-- What you will do --
Can you reproduce the material from the line with "Practice step: find the dark hole" through the end of the material, replacing "Target" with "Object" and keeping everything else the same?

.....

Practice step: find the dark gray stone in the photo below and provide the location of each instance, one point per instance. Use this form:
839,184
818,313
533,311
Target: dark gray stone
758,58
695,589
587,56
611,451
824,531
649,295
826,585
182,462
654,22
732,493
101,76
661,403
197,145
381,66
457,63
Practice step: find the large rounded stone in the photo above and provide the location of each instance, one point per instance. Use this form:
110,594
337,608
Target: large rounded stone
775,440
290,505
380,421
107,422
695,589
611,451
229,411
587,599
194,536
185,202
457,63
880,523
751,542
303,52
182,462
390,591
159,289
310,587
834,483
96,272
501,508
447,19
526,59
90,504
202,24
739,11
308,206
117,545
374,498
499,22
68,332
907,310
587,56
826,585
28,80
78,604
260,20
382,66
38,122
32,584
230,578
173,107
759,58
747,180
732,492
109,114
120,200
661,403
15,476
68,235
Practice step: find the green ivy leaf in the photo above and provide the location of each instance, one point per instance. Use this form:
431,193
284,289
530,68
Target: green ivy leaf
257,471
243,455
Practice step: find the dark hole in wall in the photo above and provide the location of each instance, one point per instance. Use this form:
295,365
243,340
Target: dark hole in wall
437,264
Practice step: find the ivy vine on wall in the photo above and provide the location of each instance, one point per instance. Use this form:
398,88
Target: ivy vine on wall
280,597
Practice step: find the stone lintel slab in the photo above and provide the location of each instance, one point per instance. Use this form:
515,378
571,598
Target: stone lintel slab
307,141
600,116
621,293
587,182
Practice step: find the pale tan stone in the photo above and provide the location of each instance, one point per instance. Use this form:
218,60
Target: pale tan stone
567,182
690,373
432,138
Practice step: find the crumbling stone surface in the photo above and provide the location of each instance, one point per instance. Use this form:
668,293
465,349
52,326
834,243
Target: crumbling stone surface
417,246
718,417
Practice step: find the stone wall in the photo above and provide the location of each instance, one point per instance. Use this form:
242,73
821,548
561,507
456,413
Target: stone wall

.....

-- The result --
Practice step: find the dark hole in wall in the photo above and provide the location of each instance, one point per instance. Use this form:
295,365
243,340
Object: dark hole in wall
437,264
Practice step: find the ivy vine on wall in the photo above and provide the location of each instance, one point per instance. Use this form:
398,88
Object: ivy vine on wall
280,597
Practice step: find the stone lintel slab in the photo above and provide the location of each instance, one point per instance. Use this form:
515,378
571,598
Object: stone lintel slab
307,141
600,116
621,293
587,182
Practice step: find the pale tan stone in the photo above and provide the location of each instance, one point per instance. Use this form:
218,60
Object: pale tan stone
567,182
690,373
432,138
Practice step: find the crumbling stone surface in the photo above and provide the location of each instance, one point per instance. Use this form:
668,293
465,349
52,326
834,243
Object: crumbling stone surface
417,246
718,417
Practice step: find the stone wall in the photo above and provide the location of each instance, one point per instance. Use this form:
242,73
821,548
561,507
456,413
Object: stone wall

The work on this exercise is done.